Consigne 1. Dans l’article sur Adèle Haenel, remplacez "l’actrice" par "la comédienne" et recopiez le passage qui commence aux mots "Lorsqu’Adèle Haenel s’exprime" et se termine après "une lettre ouverte.".
Consigne 2. Rédigez la suite de l’article sur le parcours d’Adèle Haenel à partir de sa dernière phrase.

Section de texte.

Lorsqu’Adèle Haenel s’exprime le lundi 4 novembre, elle ne le fait pas seulement pour parler d’elle et des faits qu’elle reproche au réalisateur Christophe Ruggia, mais pour s’adresser à la société. Cet acte politique fort est à l’image de la carrière de l’actrice qui s’inscrit lui aussi dans l’espace public pour dire quelque chose de la société. Nous avons donc décidé de revenir sur l’itinéraire de l’actrice et sur la capacité du cinéma, de la société à entendre sa parole avant de lui adresser une lettre ouverte.
Regarder la société et le cinéma en face
Il ne s’agit pas pour Adèle Haenel de faire l’actrice (au sens péjoratif du terme), mais d’utiliser le jeu, son corps de comédienne pour donner à voir et à penser certains phénomènes. Cela se construit autour de cinéastes engagés notamment Céline Sciamma qui dès Naissance des pieuvres s’attachait à déconstruire une image de femme fatale faussement attribuée à une jeune ado, Floriane (jouée par Adèle Haenel). L’idée était de déconstruire une image pour forcer le regard du spectateur à se méfier des apparences et à accepter de regarder les choses en face, sans détourner les yeux. Après cela, la carrière d’Adèle Haenel a été jonchée d’autres films marquants portants sur ces questions de regard et de perception. On se souviendra notamment de la sortie d’Orpheline d’Arnaud Des Pallières qui racontait sur plusieurs années et à travers quatre actrices jouant la même femme, le parcours chaotique d’une jeune femme et son rapport aux hommes.

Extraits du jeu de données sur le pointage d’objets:
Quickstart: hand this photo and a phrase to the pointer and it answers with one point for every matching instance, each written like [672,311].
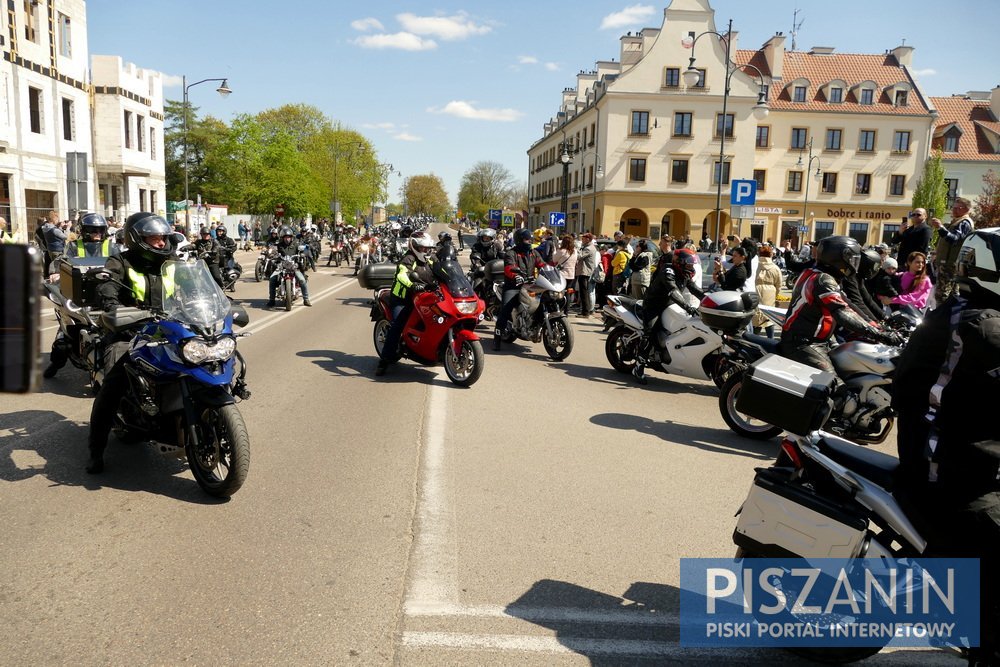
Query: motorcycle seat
[871,464]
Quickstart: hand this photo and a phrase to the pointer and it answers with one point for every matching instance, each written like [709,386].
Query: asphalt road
[536,518]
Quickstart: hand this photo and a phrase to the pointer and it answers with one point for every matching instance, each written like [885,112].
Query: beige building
[645,146]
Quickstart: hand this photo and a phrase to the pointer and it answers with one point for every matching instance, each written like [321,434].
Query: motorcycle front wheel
[467,366]
[559,343]
[221,459]
[620,348]
[739,423]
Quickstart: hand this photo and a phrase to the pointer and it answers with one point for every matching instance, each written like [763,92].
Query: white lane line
[260,325]
[433,560]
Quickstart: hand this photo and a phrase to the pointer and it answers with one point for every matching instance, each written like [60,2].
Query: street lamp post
[760,109]
[223,90]
[805,177]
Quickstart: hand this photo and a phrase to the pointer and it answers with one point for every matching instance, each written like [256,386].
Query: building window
[859,232]
[729,125]
[640,122]
[637,169]
[35,109]
[823,228]
[682,124]
[678,171]
[866,141]
[952,185]
[725,173]
[795,181]
[65,43]
[763,136]
[901,141]
[833,139]
[799,137]
[68,119]
[829,182]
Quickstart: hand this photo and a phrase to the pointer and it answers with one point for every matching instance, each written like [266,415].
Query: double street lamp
[223,90]
[692,76]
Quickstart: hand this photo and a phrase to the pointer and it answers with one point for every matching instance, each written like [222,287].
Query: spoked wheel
[739,422]
[559,344]
[620,348]
[465,367]
[221,459]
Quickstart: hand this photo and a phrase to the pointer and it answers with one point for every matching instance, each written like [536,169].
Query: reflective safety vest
[139,283]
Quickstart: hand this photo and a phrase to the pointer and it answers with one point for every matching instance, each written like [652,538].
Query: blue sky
[439,86]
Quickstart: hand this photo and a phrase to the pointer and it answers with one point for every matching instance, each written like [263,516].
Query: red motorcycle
[441,327]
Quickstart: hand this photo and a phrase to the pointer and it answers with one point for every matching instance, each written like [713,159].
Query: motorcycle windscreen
[191,295]
[450,274]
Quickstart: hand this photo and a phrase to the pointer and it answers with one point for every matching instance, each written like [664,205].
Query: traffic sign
[743,193]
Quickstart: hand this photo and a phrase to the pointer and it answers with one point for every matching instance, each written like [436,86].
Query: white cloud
[463,109]
[364,25]
[448,28]
[631,15]
[403,41]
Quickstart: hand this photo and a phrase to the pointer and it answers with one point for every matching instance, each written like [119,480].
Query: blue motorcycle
[185,376]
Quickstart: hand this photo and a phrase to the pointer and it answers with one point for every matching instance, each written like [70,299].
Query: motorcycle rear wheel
[466,367]
[559,344]
[738,422]
[221,461]
[621,353]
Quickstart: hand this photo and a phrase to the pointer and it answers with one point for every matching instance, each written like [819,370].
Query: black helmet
[978,268]
[839,252]
[139,227]
[94,223]
[871,262]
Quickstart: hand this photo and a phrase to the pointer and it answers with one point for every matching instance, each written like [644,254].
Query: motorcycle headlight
[198,350]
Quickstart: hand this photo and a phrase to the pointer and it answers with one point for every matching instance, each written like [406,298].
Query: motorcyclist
[208,249]
[94,241]
[670,285]
[412,276]
[945,389]
[287,247]
[818,306]
[134,280]
[519,265]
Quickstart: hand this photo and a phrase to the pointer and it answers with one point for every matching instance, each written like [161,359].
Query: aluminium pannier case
[377,276]
[728,311]
[792,396]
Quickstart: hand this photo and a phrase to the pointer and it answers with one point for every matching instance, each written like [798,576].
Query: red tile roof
[851,68]
[973,118]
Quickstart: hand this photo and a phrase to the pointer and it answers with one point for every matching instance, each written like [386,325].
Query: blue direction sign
[743,193]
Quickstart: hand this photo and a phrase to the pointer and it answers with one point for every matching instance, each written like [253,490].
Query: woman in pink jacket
[915,284]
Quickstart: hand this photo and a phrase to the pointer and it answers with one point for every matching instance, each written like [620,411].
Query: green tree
[986,208]
[425,194]
[486,185]
[931,192]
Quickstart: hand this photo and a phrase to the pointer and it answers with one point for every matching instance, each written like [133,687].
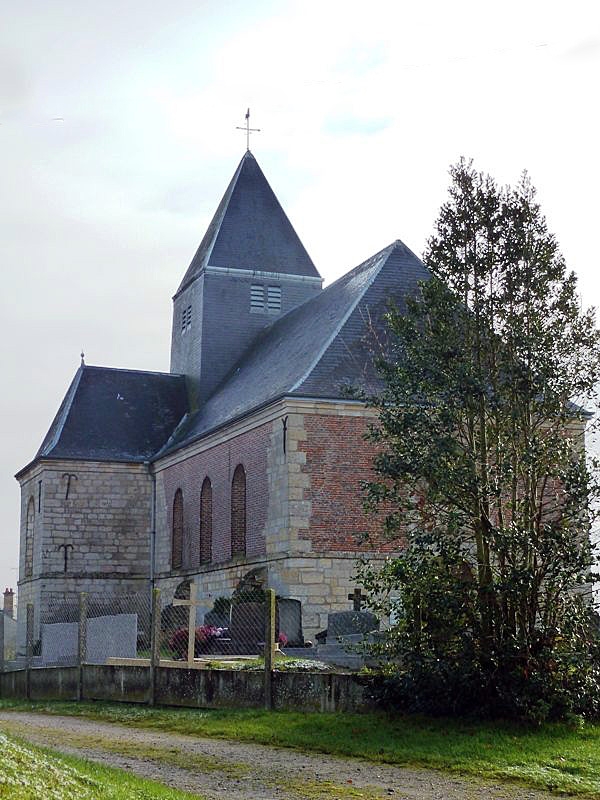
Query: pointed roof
[115,415]
[317,350]
[250,231]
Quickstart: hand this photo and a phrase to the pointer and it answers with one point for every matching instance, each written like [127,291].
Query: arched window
[206,522]
[238,512]
[29,525]
[177,540]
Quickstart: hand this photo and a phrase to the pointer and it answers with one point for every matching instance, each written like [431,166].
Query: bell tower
[250,269]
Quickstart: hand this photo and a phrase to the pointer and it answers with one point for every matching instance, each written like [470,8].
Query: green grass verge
[31,773]
[555,757]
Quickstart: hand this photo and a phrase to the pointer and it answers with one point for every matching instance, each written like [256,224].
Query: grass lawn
[557,757]
[31,773]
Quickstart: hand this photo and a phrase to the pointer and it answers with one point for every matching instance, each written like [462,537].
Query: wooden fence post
[81,642]
[269,646]
[155,630]
[28,647]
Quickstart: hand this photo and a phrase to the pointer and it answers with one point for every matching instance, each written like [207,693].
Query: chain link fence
[191,629]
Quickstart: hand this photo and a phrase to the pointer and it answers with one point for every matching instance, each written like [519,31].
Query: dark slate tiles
[116,415]
[318,349]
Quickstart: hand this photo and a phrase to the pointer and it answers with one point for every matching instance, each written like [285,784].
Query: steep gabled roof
[319,348]
[115,415]
[250,231]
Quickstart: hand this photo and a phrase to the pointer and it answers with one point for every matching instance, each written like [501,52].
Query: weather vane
[248,129]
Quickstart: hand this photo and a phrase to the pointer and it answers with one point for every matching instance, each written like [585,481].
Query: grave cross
[191,603]
[357,597]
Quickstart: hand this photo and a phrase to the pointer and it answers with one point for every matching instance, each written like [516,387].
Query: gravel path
[217,769]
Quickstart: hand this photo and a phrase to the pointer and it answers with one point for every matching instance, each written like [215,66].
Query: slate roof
[115,415]
[318,349]
[250,231]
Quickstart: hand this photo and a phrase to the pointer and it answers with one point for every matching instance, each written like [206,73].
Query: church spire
[250,231]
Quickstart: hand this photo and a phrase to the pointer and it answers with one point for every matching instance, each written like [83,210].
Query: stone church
[248,456]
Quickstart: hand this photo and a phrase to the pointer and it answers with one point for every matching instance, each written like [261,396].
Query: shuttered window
[274,298]
[257,297]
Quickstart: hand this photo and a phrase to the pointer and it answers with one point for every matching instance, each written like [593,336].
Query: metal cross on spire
[248,129]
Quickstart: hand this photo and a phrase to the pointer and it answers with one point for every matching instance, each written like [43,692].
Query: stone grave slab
[350,623]
[290,621]
[247,629]
[113,636]
[60,642]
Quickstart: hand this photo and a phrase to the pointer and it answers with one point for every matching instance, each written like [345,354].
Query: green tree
[482,466]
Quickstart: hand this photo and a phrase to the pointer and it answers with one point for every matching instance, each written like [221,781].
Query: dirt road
[216,769]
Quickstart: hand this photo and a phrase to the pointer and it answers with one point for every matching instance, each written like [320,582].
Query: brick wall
[218,464]
[337,459]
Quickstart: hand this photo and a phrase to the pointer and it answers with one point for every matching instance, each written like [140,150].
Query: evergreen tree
[482,467]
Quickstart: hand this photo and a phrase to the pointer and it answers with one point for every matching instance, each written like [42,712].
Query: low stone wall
[294,691]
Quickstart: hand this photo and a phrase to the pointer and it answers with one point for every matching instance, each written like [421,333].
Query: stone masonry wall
[106,517]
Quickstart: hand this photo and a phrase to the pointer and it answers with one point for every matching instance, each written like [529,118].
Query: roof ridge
[383,256]
[63,414]
[138,371]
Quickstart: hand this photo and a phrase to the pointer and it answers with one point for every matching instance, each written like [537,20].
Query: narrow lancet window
[206,522]
[177,538]
[238,512]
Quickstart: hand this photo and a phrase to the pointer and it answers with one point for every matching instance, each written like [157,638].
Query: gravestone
[247,629]
[290,621]
[350,623]
[59,642]
[219,615]
[112,636]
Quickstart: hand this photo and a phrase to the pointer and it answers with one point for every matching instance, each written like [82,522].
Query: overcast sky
[117,140]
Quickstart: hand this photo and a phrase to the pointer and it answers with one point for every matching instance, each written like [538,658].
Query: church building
[248,456]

Réponse 1.
Lorsqu’Adèle Haenel s’exprime le lundi 4 novembre, elle ne le fait pas seulement pour parler d’elle et des faits qu’elle reproche au réalisateur Christophe Ruggia, mais pour s’adresser à la société. Cet acte politique fort est à l’image de la carrière de la comédienne qui s’inscrit lui aussi dans l’espace public pour dire quelque chose de la société. Nous avons donc décidé de revenir sur l’itinéraire de la comédienne et sur la capacité du cinéma, de la société à entendre sa parole avant de lui adresser une lettre ouverte.

Réponse 2.
La construction même du personnage, les choix qu’elle faisait étaient autant d’instants parfois choquants qui s’attachaient à montrer à quel point le regard du masculin sur le féminin pouvait aller jusqu’à biaiser la représentation même du personnage. Ainsi, dans son rapport aux hommes, l’héroïne d’Orpheline se sentait obligée de jouer un rôle : sexuel d’abord, mais aussi lié à la propreté, au besoin de faire le ménage pour s’inscrire dans un lieu. Bref, d’être à la fois objet sexuel et utile pour satisfaire ce qu’elle croyait être les attentes des hommes. Parfois satisfaits, parfois heurtés, les hommes du film étaient également construits autour de ce rôle que Renée se donnait auprès d’eux et de la place qu’ils voulaient bien lui donner, de l’image qu’ils lui renvoyaient d’elle. Un trajet complexe défendu par l’actrice Adèle Haenel qui portait une parole sur le film parfois accusé de misogynie. Elle mettait en avant notamment l’idée que son parcours, le discours qu’elle construit dans l’espace public et à travers le cinéma, ne pouvaient cautionner une telle vision et qu’il fallait forcément voir au-delà, à travers ce film. « Ce n’est pas tant le sujet du film que le regard qui m’intéresse. D’ailleurs, les films à sujet sont souvent les plus chiants parce que traités de manière ultraclassique, sans invention » (interview donnée au Nouvel Obs en avril 2017).
Cet exemple montre à quel point le regard porté sur les femmes est complexe dans la société. Souvent réduit à peu de choses, stigmatisé ou caricaturé, il n’aboutit jamais à regarder la réalité en face. D’autres femmes publiques ou de cinéma ont pourtant ouvert leur voix et la voie récemment en témoignant notamment contre Hervé Weinstein. On l’a vu avec le documentaire L’intouchable Hervé Weinstein d’Ursula Macfarlane, cela n’a pas été facile. Le documentaire revenait en grande partie sur le système global qui a permis à un tel homme d’agir. Il poussait à réfléchir à ce système tout entier et à ce qu’il construit. C’est tout le travail, hors monde du cinéma puisqu’on est ici dans le domaine religieux, que faisait aussi François Ozon avec Grâce à Dieu. La question n’est pas seulement de condamner un homme, mais de faire vaciller tout un système pour le pousser à se regarder en face et à s’interroger. Dans une moindre mesure, quand Andréa Bescond écrit Les Chatouilles, elle interroge un autre système fermé dans lequel tout et n’importe quoi peut arriver : la famille. Là encore le système clos, l’amour qui unit ses membres, les liens forts, certains de domination, entraînent des difficultés à faire émerger la parole et rendent de telles situations possibles.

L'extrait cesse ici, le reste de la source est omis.